■ GIVEN PASSAGE
★ ★ ★ ★ ★ ★ ★

The array arguments x, y, and so forth. actually represent array handles that describe S3L parallel arrays. For convenience, however, this discussion ignores that distinction and refers to them as if they were the arrays themselves.
x and y must be at least rank 1 arrays, must be of the same rank, and their corresponding axes must have the same extents. Additionally, x and y must both be distributed arrays--that is, each must have at least one axis that is nonlocal.
Array z, which stores the results of the multiple-instance inner product operations, must be of rank one less than that of x and y. Its axes must match the instance axes of x and y in length and order of declaration and it must also have at least one axis that is nonlocal. This means each vector pair in x and y corresponds to a single destination value in z.
For S3L_inner_prod and S3L_inner_prod_c1, z is also used as the source for a set of values, which are added to the inner products of the corresponding x and y vector pairs.
Finally, x, y, and z must match in data type and precision.
Two scalar integer variables, x_vector_axis and y_vector_axis, specify the axes of x and y along which the constituent vectors in each vector pair lie.
When specifying values for x_vector_axis and y_vector_axis, keep in mind that Sun S3L functions employ zero-based array indexing when they are called via the C/C++ interface and one-based indexing when called via the F77/F90 interface.
The array handle u describes an S3L parallel array that is used by S3L_inner_prod_addto and S3L_inner_prod_c1_addto. These routines add the values contained in u to the inner products of the corresponding x and y vector pairs.
Upon successful completion of S3L_inner_prod or S3L_inner_prod_c1, the inner product of each vector pair x and y in x and y, respectively, is added to the corresponding value in z.
Upon successful completion of S3L_inner_prod_noadd or S3L_inner_prod_c1_noadd, the inner product of each vector pair x and y in x and y, respectively, overwrites the corresponding value in z.
Upon successful completion of S3L_inner_prod_addto or S3L_inner_prod_c1_addto, the inner product of each vector pair x and y in x and y respectively, is added to the corresponding value in u, and each resulting sum overwrites the corresponding value in z.
If the instance axes of x and y--that is, the axes along which the inner product will be taken--each contains only a single vector, either declare the axes to have an extent of 1 or use the comparable single-instance inner product routine, as described below.

★ ★ ★ ★ ★ ★ ★

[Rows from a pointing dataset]
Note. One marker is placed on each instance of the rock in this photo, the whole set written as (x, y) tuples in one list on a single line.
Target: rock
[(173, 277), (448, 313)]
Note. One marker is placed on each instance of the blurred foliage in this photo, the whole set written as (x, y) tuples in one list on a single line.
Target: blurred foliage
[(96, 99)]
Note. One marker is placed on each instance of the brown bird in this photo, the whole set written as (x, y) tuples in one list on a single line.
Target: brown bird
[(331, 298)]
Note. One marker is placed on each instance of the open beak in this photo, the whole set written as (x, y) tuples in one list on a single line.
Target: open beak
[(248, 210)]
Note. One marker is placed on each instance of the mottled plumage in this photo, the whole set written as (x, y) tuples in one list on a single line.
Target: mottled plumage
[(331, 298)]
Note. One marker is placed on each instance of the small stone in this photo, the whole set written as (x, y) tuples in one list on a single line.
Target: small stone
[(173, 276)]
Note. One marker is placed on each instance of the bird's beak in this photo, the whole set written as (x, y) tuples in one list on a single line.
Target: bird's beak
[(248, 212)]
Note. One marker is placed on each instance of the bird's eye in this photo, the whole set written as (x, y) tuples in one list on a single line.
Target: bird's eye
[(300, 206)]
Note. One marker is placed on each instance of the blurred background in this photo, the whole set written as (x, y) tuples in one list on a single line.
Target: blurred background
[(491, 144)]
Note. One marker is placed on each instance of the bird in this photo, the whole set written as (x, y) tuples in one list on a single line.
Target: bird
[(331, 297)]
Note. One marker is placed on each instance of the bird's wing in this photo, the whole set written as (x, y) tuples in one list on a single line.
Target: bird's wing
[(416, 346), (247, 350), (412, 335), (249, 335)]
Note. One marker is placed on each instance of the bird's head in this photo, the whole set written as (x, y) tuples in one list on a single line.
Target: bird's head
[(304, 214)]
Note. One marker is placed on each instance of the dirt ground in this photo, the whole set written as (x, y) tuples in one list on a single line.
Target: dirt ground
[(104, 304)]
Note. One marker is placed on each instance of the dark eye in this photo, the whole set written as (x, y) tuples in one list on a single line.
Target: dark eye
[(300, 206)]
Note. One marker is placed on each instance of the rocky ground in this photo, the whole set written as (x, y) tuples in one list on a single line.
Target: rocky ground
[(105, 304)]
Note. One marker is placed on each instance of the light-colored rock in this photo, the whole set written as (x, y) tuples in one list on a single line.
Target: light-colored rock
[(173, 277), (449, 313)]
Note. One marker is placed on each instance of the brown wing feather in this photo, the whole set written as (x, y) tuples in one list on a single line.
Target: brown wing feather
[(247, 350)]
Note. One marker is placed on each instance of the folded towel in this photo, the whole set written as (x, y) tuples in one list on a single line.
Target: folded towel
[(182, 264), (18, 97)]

★ ★ ★ ★ ★ ★ ★

■ EXERCISE REQUIREMENTS
1/ Pick out each line of the records that contains the word "brown".
2/ Write the next part of the passage on the S3L inner product routines, beginning right after its final sentence.

■ TASK ANSWERS
1/
Note. One marker is placed on each instance of the brown bird in this photo, the whole set written as (x, y) tuples in one list on a single line.
Target: brown bird
Note. One marker is placed on each instance of the brown wing feather in this photo, the whole set written as (x, y) tuples in one list on a single line.
Target: brown wing feather

2/
Single-Instance Inner Product - Sun S3L also provides six single-instance inner product routines, all of which compute the inner product over all the axes of two parallel arrays. The operations performed by the single-instance inner product routines are shown in Table 8-4.
Table 8-4 S3L Single-Instance Inner Product Operations
Routine |
Operation |
Data Type |
---|---|---|
S3L_gbl_inner_prod |
a = a + xTy |
real or complex |
S3L_gbl_inner_prod_noadd |
a = xTy |
real or complex |
S3L_gbl_inner_prod_addto |
a = b + xTy |
real or complex |
S3L_gbl_inner_prod_c1 |
a = a + xHy |
complex only |
S3L_gbl_inner_prod_c1_noadd |
a = xHy |
complex only |
S3L_gbl_inner_prod_c1_addto |
a = b + xHy |
complex only |
For these single-instance functions, x and y are S3L parallel arrays of rank 1 or greater and with the same data type and precision.
a is a pointer to a scalar variable of the same data type as x and y. This variable stores the results of the single-instance inner product operations.
For S3L_gbl_inner_prod and S3L_gbl_inner_prod_c1, a is also used as the source for a set of values, which are added to the inner product of x and y.
b is also a pointer to a scalar variable of the same data type as x and y. It contains a set of values that S3L_gbl_inner_prod_addto and S3L_gbl_inner_prod_c1_addto add to the inner product of x and y.
Upon successful completion of S3L_gbl_inner_prod or S3L_gbl_inner_prod_c1, the global inner product of x and y is added to a.
Upon successful completion of S3L_gbl_inner_prod_noadd or S3L_gbl_inner_prod_c1_noadd, the global inner product of x and y overwrites a.
Upon successful completion of S3L_gbl_inner_prod_addto or S3L_gbl_inner_prod_c1_addto, the global inner product of x and y is added to b, and the resulting sum overwrites a.
Array variables must not overlap.
The C and Fortran syntax for S3L_inner_prod and S3L_gbl_inner_prod are shown below.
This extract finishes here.